## Jobs
1: In the listing, rewrite the lines from the one containing "For an urgent annotation task, I need the clock" to the one containing "205;228;258;264", swapping "urgent annotation task" for "high-priority labeling job" and leaving everything else the same.
2: Write the next part of the article on counting and number systems, picking up right after its last sentence.

18 minutes
Leveling Up: Advanced Counting
This article was originally published in PHP|Architect magazine in the March 2015 issue. These articles are all copyright by David Stockton. You may be able to purchase the issue here.
Requirements:
- A selection of fingers, toes or baubles you can count
In this edition of Leveling Up, we’re going to talk about counting. We’ll take a look at how counting works, how different number systems work and how you can use this have a better understanding of how your computer works, as well as how we can use this information to make our functions more expressive.
Introduction
To start off, let’s review just a little. Counting should be old-hat to you by now, possibly so much so that you may take a few things for granted. I’m going to point those out now since they will be important soon. At this time, most cultures on earth count as follows: 1, 2, 3 … 8, 9, 10, 11,… I’ve left out the middle numbers, since I’m sure you’re familiar, but the really interesting part happens when we move from 9 to 10. No, really, it’s interesting, stick with me.
When we move from 9 to 10, we’ve gone from being able to represent the number with a single digit to now needing two digits. Another interesting point happens when we go from 99 to 100 and another from 999 to 1,000. Let’s look at how we read these numbers to find out why it’s so interesting. Let’s see how we read the number 747:
100s | 10s | 1s |
---|---|---|
7 | 4 | 7 |
What this really means is that we have seven 100s, four 10s, and seven 1s. The value of this number can be found with (7 * 100) + (4 * 10) + (7 * 1) or 747 (duh). Again, this all probably looks like review and indeed it is. Now, let’s look this time, moving from 9 to 10.
Here’s 9:
10s | 1s |
---|---|
0 | 9 |
and here’s 10, the result of adding 1 to 9 or moving forward with counting:
10s | 1s |
---|---|
1 | 0 |
When we move from 9 to 10, we’re able to increment our 10s column and zero out the 1s column. This is because we’re using what’s known as “base 10”, that is, 10 is the basis for our counting system.
History of counting and number systems
As I mentioned earlier, we (and most of the people on earth today), use a base 10 number system. It hasn’t always been this way though. The ancient Mayans used a number system based on 20. Ancient Babylonians used a base 60 number system. Other societies and languages have used number systems based on 27, 6, 15 and 12. Some number systems don’t even follow the same rules as an “n” based number system. For instance, there’s a language, Supyire, spoken in Niger-Congo. Its number system is based on 1, 5, 20, 80 and 100. In Bukiyip, a language spoken in Papua New Guinea, some things are counted in base 3 and others in base 4. One group called the Dozenals, promotes learning and using base 12 and alternative base mathematics.
You’re probably also familiar with some other number systems as well. Think of how money is represented and how the value of a collection of coins is calculated. For instance, let’s look at how we could represent $2.92 in coins and bills.
Dollar | Quarter | Dime | Nickel | Penny |
---|---|---|---|---|
1.00 | .25 | .10 | .05 | .01 |
2 | 3 | 1 | 1 | 2 |
If you follow the same rules as above, multiplying each column header by the value below and adding them, you’ll end up with 2.92. However, money doesn’t have the same rules as number and counting systems. For instance, the $0.05 nickel could have been represented or given as 5 pennies, or any other of a number of possible representations of the same $2.92 value. So for the rest of this article we’ll be talking about straight base-n number systems, all of which follow the same rules.

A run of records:
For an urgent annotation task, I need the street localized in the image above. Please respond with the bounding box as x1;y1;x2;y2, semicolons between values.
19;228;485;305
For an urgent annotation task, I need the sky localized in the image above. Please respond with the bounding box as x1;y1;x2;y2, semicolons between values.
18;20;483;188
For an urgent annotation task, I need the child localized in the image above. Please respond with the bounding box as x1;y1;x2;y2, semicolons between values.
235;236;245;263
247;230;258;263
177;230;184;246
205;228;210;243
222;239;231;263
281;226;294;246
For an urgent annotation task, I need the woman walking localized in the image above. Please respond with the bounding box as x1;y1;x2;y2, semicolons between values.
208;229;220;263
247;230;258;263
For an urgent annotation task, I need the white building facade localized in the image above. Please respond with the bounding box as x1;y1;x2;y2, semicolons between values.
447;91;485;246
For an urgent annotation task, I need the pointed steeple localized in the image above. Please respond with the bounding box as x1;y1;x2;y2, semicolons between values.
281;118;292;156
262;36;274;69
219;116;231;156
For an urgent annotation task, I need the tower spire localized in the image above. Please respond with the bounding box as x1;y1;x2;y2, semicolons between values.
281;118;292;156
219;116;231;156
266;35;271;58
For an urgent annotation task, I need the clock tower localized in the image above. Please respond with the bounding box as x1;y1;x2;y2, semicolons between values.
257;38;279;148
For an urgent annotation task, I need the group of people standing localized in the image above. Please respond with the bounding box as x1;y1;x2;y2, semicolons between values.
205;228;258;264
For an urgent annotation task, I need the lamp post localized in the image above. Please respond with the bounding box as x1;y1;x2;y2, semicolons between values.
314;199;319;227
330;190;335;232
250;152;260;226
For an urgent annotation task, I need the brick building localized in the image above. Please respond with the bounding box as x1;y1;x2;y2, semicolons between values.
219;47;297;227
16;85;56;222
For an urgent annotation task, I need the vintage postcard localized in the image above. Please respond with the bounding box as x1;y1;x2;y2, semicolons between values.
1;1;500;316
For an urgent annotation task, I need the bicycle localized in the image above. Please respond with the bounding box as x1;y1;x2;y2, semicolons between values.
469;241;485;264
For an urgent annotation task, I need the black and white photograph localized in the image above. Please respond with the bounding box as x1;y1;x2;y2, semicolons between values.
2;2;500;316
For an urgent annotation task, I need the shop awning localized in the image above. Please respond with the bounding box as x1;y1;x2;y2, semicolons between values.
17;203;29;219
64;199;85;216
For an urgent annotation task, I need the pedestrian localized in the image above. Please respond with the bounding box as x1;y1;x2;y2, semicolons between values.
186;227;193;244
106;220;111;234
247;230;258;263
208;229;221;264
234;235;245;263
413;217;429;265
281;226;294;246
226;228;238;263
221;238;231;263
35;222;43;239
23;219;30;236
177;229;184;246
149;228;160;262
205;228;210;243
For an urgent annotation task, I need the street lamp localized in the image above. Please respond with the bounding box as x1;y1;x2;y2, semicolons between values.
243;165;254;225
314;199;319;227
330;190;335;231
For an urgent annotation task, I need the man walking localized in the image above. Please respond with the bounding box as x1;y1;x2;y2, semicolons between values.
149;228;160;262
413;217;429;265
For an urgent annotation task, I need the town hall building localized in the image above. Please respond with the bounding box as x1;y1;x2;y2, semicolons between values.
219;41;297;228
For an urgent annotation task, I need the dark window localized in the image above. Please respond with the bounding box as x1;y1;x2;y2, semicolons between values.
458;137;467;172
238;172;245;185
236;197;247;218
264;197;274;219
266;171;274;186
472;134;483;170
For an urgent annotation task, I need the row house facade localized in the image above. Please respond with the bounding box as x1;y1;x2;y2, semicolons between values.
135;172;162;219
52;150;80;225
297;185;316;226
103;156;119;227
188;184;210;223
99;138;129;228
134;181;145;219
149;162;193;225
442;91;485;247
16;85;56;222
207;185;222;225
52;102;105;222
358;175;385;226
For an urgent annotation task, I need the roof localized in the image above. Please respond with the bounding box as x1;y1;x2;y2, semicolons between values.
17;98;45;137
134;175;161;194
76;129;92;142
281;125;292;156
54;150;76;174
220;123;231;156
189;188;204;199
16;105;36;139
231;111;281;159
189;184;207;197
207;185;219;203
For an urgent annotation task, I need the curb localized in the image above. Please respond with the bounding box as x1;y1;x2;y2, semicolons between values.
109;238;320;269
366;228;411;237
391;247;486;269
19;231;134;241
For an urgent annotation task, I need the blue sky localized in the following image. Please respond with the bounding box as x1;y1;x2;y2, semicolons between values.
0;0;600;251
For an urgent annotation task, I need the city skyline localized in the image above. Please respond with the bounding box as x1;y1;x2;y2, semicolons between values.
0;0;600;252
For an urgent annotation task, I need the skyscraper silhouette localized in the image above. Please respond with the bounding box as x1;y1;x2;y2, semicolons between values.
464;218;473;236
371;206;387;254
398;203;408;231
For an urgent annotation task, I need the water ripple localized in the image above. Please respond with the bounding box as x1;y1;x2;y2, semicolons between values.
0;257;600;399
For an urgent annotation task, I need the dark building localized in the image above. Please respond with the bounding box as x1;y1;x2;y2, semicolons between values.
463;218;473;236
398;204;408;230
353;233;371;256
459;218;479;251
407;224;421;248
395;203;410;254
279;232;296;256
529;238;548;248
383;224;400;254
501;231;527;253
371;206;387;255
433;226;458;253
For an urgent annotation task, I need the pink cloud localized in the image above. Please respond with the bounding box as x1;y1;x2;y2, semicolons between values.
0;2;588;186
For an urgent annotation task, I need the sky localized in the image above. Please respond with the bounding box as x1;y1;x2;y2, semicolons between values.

## Answers to the problems
1:
For an high-priority labeling job, I need the clock tower localized in the image above. Please respond with the bounding box as x1;y1;x2;y2, semicolons between values.
257;38;279;148
For an high-priority labeling job, I need the group of people standing localized in the image above. Please respond with the bounding box as x1;y1;x2;y2, semicolons between values.
205;228;258;264

2:
The rules of base-n number systems
Starting with our familiar base-10 number system as an example, let’s talk about the rules:
- In a base-n system, the numbers used should start at 0 and go up to
n-1
. For example, in base 10, we can use the numbers 0-9. - When counting (incrementing by 1), if a column contains a value that cannot be represented by a single digit, reduce that column to 0 and increment the next column to the left. This is a round-about way of saying “carry the 1”.
- The value of each column is the base number raised to the next integer power higher than the column to its right. This means that the right most column’s value will be the base raised to the 0th power. The column on its left will be the base raised to the 1st power. Then next column is the base raised to the 2nd power, and so on. I’ll be using the caret (^) to represent powers from this point forward, for instance, 10 raised to the 2nd power (10 squared) would be 10^2. So the general case could look something like this:
base n | n^4 | n^3 | n^2 | n^1 | n^0 |
---|---|---|---|---|---|
base 10 | 10,000 | 1,000 | 100 | 10 | 1 |
Base-2, same rules
Let’s take a look at the same set of rules that we have for base-10 with base-2. Rule 1 indicates we can use the numbers from 0 up to one less than the base: so for base 2, our allowed numbers are 0 and 1. The values of the columns look like this:
2^4 | 2^3 | 2^2 | 2^1 | n^0 |
---|---|---|---|---|
16 | 8 | 4 | 2 | 1 |
With all of our example bases, you might have noticed that the right-most column is always a 1. With base-2, we’re “carrying the 1” every other time we increment in counting. Let’s see what the first 16 numbers look like:
Base 10 | Base 2 | Base 10 | Base 2 |
---|---|---|---|
0 | 0000 | 8 | 1000 |
1 | 0001 | 9 | 1001 |
2 | 0010 | 10 | 1010 |
3 | 0011 | 11 | 1011 |
4 | 0100 | 12 | 1100 |
5 | 0101 | 13 | 1101 |
6 | 0110 | 14 | 1110 |
7 | 0111 | 15 | 1111 |
We can always leave off the leading 0s. They are not necessary in writing the number just like the number 59 isn’t typically written as “0059”. I’m leaving them on in the table above so the numbers line up nicely.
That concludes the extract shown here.